Hunt for the word "overcast" across the entries below, copying each line that holds it.

[MATERIAL FOR THIS EXERCISE — start]

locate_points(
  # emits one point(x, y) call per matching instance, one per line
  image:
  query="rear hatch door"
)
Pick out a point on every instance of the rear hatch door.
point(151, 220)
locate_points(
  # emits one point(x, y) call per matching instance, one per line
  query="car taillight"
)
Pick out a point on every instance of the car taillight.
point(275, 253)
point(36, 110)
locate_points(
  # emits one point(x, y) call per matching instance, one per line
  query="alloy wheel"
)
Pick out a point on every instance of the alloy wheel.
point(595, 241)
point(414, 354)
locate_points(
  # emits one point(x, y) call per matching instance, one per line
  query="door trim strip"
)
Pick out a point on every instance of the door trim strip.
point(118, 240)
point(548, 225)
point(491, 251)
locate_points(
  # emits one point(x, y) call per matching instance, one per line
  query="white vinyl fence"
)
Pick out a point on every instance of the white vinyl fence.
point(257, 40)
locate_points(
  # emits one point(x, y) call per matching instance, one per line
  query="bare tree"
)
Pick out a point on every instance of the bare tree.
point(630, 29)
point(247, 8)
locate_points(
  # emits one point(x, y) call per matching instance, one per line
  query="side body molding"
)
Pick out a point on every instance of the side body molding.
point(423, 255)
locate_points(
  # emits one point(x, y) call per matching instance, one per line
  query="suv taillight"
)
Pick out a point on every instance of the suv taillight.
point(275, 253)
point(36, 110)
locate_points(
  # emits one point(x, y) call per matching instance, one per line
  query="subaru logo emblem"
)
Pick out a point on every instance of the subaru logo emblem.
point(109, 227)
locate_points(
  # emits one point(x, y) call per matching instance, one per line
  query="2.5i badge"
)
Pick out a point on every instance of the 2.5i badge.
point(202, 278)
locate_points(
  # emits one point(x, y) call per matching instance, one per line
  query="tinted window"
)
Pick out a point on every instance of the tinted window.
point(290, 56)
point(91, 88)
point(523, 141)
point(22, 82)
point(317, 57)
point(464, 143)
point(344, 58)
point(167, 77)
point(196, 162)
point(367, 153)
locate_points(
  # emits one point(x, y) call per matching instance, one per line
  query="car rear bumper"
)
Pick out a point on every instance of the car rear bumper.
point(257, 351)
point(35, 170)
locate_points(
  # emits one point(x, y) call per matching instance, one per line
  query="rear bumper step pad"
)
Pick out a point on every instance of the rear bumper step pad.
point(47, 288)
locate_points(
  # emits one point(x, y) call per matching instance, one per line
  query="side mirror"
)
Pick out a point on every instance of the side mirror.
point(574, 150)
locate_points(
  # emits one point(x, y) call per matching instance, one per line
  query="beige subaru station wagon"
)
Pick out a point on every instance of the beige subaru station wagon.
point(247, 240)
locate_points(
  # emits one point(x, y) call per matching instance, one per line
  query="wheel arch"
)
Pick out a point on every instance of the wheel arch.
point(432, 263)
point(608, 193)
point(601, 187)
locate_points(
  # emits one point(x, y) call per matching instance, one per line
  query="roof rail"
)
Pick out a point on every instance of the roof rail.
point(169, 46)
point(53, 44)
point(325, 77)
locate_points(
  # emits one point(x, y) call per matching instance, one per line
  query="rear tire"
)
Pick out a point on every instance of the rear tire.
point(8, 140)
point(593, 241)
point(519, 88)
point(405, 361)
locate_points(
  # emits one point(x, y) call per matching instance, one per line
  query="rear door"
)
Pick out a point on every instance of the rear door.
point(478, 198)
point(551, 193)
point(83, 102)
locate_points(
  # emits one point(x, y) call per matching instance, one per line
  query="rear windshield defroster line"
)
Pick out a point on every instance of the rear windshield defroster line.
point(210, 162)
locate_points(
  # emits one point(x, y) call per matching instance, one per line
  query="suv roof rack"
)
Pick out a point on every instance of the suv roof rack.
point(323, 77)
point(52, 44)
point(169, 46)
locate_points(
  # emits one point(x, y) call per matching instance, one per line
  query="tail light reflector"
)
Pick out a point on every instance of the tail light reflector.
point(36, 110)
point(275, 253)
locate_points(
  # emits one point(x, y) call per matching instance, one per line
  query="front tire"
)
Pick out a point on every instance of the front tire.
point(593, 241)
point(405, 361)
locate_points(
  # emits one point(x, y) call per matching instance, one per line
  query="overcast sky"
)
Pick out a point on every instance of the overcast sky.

[MATERIAL FOR THIS EXERCISE — finish]

THE ANSWER:
  query="overcast sky"
Pick out a point on every instance of the overcast sky.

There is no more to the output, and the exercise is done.